Data excerpts:

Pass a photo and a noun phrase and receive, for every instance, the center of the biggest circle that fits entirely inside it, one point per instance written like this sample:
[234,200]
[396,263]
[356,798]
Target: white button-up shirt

TASK STATEMENT: The data should be written out again in full, exactly as it stands.

YOUR RESPONSE:
Pass a photo and a noun phrase and receive, for every instance, the center of the biggest circle that fits entirely inside it, one point per instance written like this sample:
[234,200]
[396,263]
[356,798]
Target: white button-up shirt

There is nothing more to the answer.